Given instruction: Only the lines from the one containing "[348,50], drawn from the photo above." through the end of the entries should be repeated, exactly as they appear, first and last included.

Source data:
________________________

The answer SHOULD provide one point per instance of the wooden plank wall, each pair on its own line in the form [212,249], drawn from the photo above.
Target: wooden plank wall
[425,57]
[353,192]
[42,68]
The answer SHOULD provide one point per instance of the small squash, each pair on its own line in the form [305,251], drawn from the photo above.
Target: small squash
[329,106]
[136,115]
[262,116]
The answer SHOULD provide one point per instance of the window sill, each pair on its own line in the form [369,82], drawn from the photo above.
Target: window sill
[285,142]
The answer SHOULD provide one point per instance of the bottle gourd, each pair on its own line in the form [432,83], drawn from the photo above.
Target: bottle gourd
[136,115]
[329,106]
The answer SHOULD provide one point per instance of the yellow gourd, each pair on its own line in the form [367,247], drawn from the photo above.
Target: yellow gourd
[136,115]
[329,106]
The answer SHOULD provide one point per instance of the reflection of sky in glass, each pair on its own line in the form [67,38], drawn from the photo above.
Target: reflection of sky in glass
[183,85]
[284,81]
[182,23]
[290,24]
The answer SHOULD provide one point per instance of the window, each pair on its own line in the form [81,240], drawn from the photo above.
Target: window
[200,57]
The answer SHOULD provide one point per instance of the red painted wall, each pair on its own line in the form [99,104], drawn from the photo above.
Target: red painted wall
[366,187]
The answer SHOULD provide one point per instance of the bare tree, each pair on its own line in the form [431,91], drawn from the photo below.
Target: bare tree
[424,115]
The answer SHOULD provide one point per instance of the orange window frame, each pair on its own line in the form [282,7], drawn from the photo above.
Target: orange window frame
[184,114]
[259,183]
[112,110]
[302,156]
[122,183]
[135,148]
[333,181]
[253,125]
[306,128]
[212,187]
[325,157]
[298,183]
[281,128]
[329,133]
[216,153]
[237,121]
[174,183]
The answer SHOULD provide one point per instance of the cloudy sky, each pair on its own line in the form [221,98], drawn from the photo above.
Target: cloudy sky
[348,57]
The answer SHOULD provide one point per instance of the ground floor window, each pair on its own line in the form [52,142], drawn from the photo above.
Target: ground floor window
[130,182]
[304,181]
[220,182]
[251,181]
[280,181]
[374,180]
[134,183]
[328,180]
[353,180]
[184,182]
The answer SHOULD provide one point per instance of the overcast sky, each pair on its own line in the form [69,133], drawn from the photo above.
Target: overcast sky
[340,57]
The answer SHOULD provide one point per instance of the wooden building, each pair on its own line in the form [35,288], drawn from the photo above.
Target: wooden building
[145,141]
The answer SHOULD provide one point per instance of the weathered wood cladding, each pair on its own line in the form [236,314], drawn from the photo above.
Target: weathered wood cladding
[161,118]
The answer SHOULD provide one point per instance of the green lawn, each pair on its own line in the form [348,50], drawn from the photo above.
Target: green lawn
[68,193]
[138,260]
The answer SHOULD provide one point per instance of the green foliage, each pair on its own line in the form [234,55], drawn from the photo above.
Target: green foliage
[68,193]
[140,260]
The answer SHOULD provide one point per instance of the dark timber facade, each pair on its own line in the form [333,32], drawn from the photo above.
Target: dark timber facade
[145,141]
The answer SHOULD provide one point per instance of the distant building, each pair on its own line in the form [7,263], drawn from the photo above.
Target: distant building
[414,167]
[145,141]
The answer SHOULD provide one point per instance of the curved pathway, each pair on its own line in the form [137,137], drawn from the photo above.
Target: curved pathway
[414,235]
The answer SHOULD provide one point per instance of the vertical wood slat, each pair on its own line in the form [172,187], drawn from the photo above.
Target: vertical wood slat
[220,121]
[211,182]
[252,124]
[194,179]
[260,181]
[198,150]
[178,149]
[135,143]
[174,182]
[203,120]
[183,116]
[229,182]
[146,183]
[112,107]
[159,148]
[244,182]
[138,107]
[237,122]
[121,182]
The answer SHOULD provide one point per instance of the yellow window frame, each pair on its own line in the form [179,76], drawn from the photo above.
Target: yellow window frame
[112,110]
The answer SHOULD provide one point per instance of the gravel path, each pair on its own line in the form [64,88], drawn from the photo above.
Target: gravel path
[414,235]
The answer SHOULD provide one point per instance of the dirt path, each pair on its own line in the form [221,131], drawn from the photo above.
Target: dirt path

________________________

Complete response:
The answer SHOULD provide one point per instance of the green lawn, each pair on its own line in the form [348,50], drawn from the photo above.
Target: green lawn
[68,193]
[138,260]
The answer SHOULD provide one point per instance of the green foliage, each pair on its own line in the form [234,55], drawn from the photo above.
Target: green foliage
[68,193]
[140,260]
The answer SHOULD provide one point per instance of the dark timber facade, each pair on its own line in the form [333,32], drawn from the photo above.
Target: dark timber facade
[145,141]
The answer SHOULD provide one point per instance of the distant building, each pair on its own line in the form [7,263], drawn from the photo above.
Target: distant building
[414,167]
[145,141]
The answer SHOULD provide one point per instance of the curved pathway, each pair on its own line in the form [137,137], drawn from the photo above.
Target: curved pathway
[414,235]
The answer SHOULD provide one point per instance of the vertical wood slat, each pair on its own line in the form [172,187], drawn from the photo above.
Target: vertical wood slat
[220,121]
[211,182]
[252,124]
[194,179]
[260,181]
[198,150]
[178,149]
[135,143]
[174,182]
[203,120]
[183,116]
[229,182]
[146,183]
[112,107]
[159,148]
[244,182]
[138,107]
[237,122]
[121,182]
The answer SHOULD provide one point per instance of the yellow window frame, each pair on its own line in the form [179,76], drawn from the photo above.
Target: yellow window frame
[112,110]
The answer SHOULD provide one point per instance of the gravel path, each pair on its own line in the form [64,88], drawn from the photo above.
Target: gravel path
[414,235]
The answer SHOULD provide one point per instance of the dirt path, each pair on its own line in the form [221,131], drawn from the photo above.
Target: dirt path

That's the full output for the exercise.